**WHAT YOU WILL DO:**
(1) In the comments on the Mother's Day tribute, where did the first commenter have many talks with the mother?
(2) Carry on the comment thread under the Mother's Day tribute, picking up after its final comment.

**DOCUMENT EXCERPT:**

********

Happy Mother’s Day, mom.

10 thoughts on “Remembering Mom”

  1. What a wonderful sentiment to your mother. Most definitely brought tears to my eyes. I cherish the many talks we had at her hostess table in the back on those nights waiting for customers to leave or when we were dead. Your mother was quite the character. I will always remember her telling you when you were complaining about being 6 months younger than all your friends that when they are all 5o you will still be in your 40’s. lol. I must say that in her last months I feel blessed that she felt she could call on me to take her to the hospital and grocery shopping when she came home. I can also answer the question of whether your mother would be proud and most undoubtedly it would be a resounding “YES!” Love you Alli!

    1. Thanks Tray! My mother did not like to ask for help. It is a testament to how much she loved you, that she did. You should be honored. I will always be grateful for everything that you did for her! I love you, too.

  2. I am blown away by your tribute to your Mother. She must have been a very interesting lady. By your description of her and the photo’s, she was also a very beautiful lady. I was so intrigued, I read it twice. Very interesting and very well written. I know she would have been so proud of the woman you have become and feel sure that she would have loved your family.
    I marvel at the fact that she was a December baby named Carol. I too am a December baby named Carol and could not be more different from your educated, sophicated Mom.
    Love you Allie……

  3. My dearest Allie,
    What a beautiful, loving tribute to your Mother. Brought tears to my eyes too. Made me wish I had been there more for my own children. There is no doubt your Mother would be proud of the woman you have become and your accomplishments. Your children are lucky to have you for their mother. I am proud of you too!
    Love you!

  4. I love you Allie, I loved your Mom, I loved your Dad, and I loved Edmund. You and your family are in my prayers. Your words and pictures are amazing.

  5. I have tears in my eyes. What a beautiful thing this is–what an honor for a daughter to remember these details about her mother. I would love to know that one day my children will see me as a full person like this. I’m so sorry for your lss, Allie.

********

**DATA:**
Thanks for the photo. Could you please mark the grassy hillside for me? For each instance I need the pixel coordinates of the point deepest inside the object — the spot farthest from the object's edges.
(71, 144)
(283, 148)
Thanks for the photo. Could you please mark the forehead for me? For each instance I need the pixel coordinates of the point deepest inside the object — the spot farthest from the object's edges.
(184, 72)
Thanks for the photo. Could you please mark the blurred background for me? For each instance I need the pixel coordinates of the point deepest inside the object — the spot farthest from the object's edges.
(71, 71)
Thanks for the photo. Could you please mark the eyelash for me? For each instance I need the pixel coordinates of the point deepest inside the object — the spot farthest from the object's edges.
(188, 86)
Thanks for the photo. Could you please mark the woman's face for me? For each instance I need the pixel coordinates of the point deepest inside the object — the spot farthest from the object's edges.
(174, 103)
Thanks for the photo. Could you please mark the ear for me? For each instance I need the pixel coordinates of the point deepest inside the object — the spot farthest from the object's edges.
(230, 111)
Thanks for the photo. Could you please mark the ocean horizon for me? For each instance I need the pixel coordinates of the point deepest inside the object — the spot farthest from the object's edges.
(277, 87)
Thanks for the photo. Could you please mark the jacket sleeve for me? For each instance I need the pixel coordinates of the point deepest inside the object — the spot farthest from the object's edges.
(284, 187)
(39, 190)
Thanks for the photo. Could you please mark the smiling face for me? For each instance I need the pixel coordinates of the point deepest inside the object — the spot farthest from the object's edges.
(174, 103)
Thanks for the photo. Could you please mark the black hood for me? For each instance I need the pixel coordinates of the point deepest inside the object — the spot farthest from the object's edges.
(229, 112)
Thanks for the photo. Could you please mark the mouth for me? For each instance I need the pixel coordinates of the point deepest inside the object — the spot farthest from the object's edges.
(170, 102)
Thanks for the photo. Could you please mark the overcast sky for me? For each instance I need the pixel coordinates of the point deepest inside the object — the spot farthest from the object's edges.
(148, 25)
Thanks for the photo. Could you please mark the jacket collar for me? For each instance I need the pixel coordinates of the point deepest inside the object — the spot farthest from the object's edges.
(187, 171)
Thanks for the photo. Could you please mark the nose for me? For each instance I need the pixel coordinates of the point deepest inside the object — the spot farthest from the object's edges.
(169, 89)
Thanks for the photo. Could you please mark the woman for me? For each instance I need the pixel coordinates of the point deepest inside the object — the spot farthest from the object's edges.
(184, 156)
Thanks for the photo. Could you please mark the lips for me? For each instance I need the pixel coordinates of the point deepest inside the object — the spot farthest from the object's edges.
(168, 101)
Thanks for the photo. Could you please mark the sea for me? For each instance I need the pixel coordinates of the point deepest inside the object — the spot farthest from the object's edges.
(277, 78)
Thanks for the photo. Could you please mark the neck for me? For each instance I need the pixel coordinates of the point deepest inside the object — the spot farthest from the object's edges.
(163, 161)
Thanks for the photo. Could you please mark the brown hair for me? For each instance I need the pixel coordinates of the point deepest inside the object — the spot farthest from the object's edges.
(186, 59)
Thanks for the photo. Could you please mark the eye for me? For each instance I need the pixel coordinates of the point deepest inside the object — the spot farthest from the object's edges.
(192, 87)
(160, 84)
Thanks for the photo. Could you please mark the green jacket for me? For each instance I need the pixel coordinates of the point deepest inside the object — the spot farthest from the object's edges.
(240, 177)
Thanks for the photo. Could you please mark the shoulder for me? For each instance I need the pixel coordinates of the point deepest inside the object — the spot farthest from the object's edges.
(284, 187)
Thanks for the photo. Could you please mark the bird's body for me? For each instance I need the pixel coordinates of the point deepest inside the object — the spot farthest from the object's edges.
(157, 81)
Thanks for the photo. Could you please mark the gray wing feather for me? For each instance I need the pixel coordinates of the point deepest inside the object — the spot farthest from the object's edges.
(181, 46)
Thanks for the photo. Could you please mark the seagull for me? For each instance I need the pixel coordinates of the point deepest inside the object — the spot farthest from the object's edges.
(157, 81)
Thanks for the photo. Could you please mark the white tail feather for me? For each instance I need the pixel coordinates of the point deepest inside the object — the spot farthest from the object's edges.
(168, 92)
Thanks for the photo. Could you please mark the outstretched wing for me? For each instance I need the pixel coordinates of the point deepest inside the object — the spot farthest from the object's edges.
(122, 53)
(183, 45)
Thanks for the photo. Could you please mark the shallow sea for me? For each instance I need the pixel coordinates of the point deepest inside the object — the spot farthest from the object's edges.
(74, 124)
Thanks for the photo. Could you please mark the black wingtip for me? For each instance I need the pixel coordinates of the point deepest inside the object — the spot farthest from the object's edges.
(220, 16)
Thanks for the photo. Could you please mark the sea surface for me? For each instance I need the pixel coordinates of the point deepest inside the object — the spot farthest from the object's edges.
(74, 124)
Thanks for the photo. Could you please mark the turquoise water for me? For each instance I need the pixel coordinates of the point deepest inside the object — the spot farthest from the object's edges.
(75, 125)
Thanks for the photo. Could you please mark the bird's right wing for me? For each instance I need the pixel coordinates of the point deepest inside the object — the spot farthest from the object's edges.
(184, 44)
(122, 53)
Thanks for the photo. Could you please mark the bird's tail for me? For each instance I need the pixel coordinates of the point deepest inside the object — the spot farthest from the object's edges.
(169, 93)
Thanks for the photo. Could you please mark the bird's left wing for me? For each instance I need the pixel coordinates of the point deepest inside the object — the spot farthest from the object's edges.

********

**ANSWERS PER TASK:**
(1) At her hostess table in the back.

(2)
  6. so I saw this listed as one of your favorite posts and realized I had never read it. And yes I too am feeling emotional. As you know I lost my mom in 2012. Although I was 48, it is these sort of things that make us feel like little girls again. I lost my dad in 1995, so I am now an orphan. I am blessed that I spent many a nights sitting on my mom’s bed and chatting when I was in my 20’s and found myself living at home again for 6 months after my divorce. I learned many things that I so wish i had written down as many are already forgotten. You have inspired me, I think I may try to write something about my mom, if only for my own eyes, or perhaps to share with my siblings. My mom was 93 when she passed so I feel I may have missed my chance to do any research on what I didn’t know about her, since I can’t think of a single friend of hers that is still alive, It also makes me wonder about what Sonja would want to know about me when she grows up if I am not there to answer. I also know that with my family history of dementia and my personal history of 4 concussions, I may not be able to answer even if I am there. So thanks for sharing and inspiring and sorry my comments turned into a mini blog post of its own. You don’t need to worry, I am sure your mom is proud of you, just as I am sure she is with you.

    1. Thanks Kathy. You are very lucky to have had so much time with your mom. I would definitely write things down about both you and your mom for Sonja, she will treasure it – I promise! And don’t sensor it. I found some journals of my mom’s from when she was traveling Europe that were quite salty! I loved, loved reading them.

  7. Thank you so much for sharing your mom with us! I can’t believe how much your brother looked like your dad, you looked like your mom, and how much Audrey looks like you when you were young!
    Your mom sounds like an amazing woman who in turn gave all of us an amazing woman and friend in you! Your mom would have been beyond proud!